Problematika Umat
Problematika Umat oleh Abu Ismail Rijal

al-albani imam ahlul hadits abad ini

6 tahun yang lalu
baca 6 menit

Soal:

Afwan ustadz ana mau tanya:
kenapa syaikh al albany rahimahulloh bisa jd seorang muhaddits? keutamaan apa yg beliau miliki dibanding ulama² yg lain? dan siapa saja guru² beliau? jazakumullohu khoiron

Jawab:

Untuk menjawab sebagian pertanyaan di atas, berikut kita nukilkan sebagian dari tulisan Al Ustadz Qomar Su’aidi di majalah Asy-Syariah.

Asy Syaikh al-Bani Pakar Ilmu Hadits Abad Ini

Dari Asma’ bintu Yazid, ia berkata bahwa Rasulullah shollallohu’alaihi wasallam bersabda:

مَنْ ذْبَّ عَنْ عِرْضِ أَخِيْهِ بِالْغَيْبَةِ كَانَ حَقًّا عَلَى اللهِ أَنْ يُعْتِقَهُ مِنَ النَّارِ

“Barang siapa membela kehormatan saudaranya bukan di hadapannya, maka pasti Allah l akan membebaskannya dari neraka.” (Sahih, HR. Ahmad, Ibnu Abid Dunya, ath-Thabarani, dan yang lain. Lihat Shahih at-Targhib no. 2847)

Orangnya sangat berwibawa, namun begitu dekat dengan orang lain. Kecakapannya dalam berbicara membuat orang tak bosan bermajelis dengannya. Posturnya tinggi, gagah, bertopikan kopiah, dadanya bidang. Warna kulitnya putih kemerahan, layaknya orang-orang Eropa. Jenggot putih menghiasi penampilannya, apalagi saat dipoles dengan semir merah kecokelatan, semakin menambah ketampanannya. Langkah kakinya lebar, selaras dengan tubuhnya yang besar. Tak mudah seseorang mengimbanginya, walau ia telah berusia senja.
Dialah asy-Syaikh Muhammad Nashiruddin al-Albani bin Nuh Najati, berkuniah dengan Abu Abdurrahman.

Al-Albani adalah nisbat kepada negeri asalnya, Albania.

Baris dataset
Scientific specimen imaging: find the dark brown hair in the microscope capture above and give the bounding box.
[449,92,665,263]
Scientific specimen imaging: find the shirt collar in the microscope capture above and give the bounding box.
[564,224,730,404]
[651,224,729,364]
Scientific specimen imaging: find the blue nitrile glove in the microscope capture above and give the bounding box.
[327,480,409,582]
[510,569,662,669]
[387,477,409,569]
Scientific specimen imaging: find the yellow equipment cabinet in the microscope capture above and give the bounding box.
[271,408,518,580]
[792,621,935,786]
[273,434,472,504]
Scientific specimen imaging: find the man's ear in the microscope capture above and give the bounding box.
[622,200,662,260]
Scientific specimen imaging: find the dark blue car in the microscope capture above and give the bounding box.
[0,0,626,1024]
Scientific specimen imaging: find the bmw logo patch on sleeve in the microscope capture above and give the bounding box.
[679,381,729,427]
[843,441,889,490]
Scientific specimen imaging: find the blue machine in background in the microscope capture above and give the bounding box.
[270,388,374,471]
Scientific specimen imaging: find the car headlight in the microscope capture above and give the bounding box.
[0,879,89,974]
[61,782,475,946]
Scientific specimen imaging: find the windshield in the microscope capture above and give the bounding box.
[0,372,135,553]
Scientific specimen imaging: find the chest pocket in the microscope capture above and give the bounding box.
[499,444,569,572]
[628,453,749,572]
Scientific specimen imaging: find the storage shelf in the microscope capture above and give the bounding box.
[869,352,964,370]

▸ Tugas Anda: Tolong ketik ulang bagian teks tentang Syaikh al-Albani, mulai dari "Untuk menjawab sebagian" dan berakhir pada "at-Targhib no. 2847)", tanpa mengubah apa pun. Baris-baris data di atas tidak ada hubungannya dengan teks tentang Syaikh al-Albani.

▸ Soal Terjawab:
Untuk menjawab sebagian pertanyaan di atas, berikut kita nukilkan sebagian dari tulisan Al Ustadz Qomar Su’aidi di majalah Asy-Syariah.

Asy Syaikh al-Bani Pakar Ilmu Hadits Abad Ini

Dari Asma’ bintu Yazid, ia berkata bahwa Rasulullah shollallohu’alaihi wasallam bersabda:

مَنْ ذْبَّ عَنْ عِرْضِ أَخِيْهِ بِالْغَيْبَةِ كَانَ حَقًّا عَلَى اللهِ أَنْ يُعْتِقَهُ مِنَ النَّارِ

“Barang siapa membela kehormatan saudaranya bukan di hadapannya, maka pasti Allah l akan membebaskannya dari neraka.” (Sahih, HR. Ahmad, Ibnu Abid Dunya, ath-Thabarani, dan yang lain. Lihat Shahih at-Targhib no. 2847)